Lorenz attractor

The most well known attractor is the Lorenz attractor. This was discovered by Edward Lorenz in the 1960s while he was trying to create a mathematical model to describe the behaviour of convection cells in the Earth’s atmosphere. He developed a system of three non-linear differential equations that represented the flow of air within a simplified atmospheric model, with the aim of capturing the complex dynamics of convection.

$$\left\{ \begin{array}{ll} \frac{dx}{dt}&=&\sigma (-x + y)\\ \frac{dy}{dt}&=& -x z + \rho x - y \\ \frac{dz}{dt}&=& x y - \beta z \end{array} \right.$$

Using early computers he was able to carry out numerical simulations of the equations. In these simulations he noticed that with smallest of changes to the initial conditions, the trajectories of the solutions would diverge dramatically over time. He famously described this as the “butterfly effect”, underscoring the extreme sensitivity of chaotic systems to initial conditions. Lorenz’s work fundamentally changed the understanding of deterministic chaos and influenced the development of chaos theory and the study of non-linear dynamical systems in the various scientific disciplines.

The classic butterfly shaped solution curve is achieved when $\rho = 28, \ \sigma = 10$ and $\beta = 8/3$, and initial conditions such as $[0, 1, 15]$.

De Jong attractor

The De Jong attractor can be characterised by the following equations

$$x_{n+1} = \sin(a y_n) - \cos(b x_n) \\ y_{n+1} = \sin(c x_n) - \cos(d y_n),$$

Here $a,\ b,\ c$ and $d$ are constants. Generating $(x,y)$ coordinates over many iterations results in some striking visualisations of the attractor

The above plots have the same initial conditions for $x$ and $y$ but show how changing the values of the parameters $a,\ b,\ c$ and $d$ affects the system.

» **WORK TO BE COMPLETED**:
From the text on attractors above, list each parameter value that gives the classic butterfly-shaped Lorenz solution curve.

» **INFORMATION SUPPLIED**:

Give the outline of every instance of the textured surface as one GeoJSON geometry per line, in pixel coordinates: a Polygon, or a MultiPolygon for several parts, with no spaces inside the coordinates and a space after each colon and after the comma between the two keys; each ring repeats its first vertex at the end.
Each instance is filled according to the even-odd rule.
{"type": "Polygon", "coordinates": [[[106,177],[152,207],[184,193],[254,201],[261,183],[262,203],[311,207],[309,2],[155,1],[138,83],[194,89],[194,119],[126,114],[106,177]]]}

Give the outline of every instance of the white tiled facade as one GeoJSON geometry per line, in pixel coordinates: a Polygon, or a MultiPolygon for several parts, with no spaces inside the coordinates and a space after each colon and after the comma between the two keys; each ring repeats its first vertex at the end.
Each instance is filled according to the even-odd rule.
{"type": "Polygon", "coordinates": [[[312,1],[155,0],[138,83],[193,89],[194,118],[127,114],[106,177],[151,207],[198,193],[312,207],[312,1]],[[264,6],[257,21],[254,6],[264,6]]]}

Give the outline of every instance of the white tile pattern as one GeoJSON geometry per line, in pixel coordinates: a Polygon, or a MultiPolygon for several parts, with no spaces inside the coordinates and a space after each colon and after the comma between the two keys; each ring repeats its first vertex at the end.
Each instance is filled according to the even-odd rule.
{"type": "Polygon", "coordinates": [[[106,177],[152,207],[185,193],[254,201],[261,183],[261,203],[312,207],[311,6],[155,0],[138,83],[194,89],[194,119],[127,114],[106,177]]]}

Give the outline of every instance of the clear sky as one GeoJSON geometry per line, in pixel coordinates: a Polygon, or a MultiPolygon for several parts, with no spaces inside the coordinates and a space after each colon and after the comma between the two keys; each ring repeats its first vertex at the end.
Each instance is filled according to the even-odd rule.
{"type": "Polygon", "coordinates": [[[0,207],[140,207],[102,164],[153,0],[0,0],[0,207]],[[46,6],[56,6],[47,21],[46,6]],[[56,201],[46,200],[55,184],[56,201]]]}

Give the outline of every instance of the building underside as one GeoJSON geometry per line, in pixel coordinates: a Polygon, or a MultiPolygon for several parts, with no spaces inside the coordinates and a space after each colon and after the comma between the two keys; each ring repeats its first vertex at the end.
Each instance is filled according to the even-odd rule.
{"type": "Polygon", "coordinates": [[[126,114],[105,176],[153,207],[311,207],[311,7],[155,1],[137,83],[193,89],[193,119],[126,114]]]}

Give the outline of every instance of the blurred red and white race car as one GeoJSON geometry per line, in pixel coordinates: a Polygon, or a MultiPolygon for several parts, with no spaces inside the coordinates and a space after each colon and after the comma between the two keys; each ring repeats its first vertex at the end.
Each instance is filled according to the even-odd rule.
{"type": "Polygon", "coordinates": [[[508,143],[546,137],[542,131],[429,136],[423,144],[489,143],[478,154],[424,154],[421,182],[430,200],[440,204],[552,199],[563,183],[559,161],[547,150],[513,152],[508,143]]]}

» **SOLUTION FOR THIS PROBLEM**:
ρ = 28
σ = 10
β = 8/3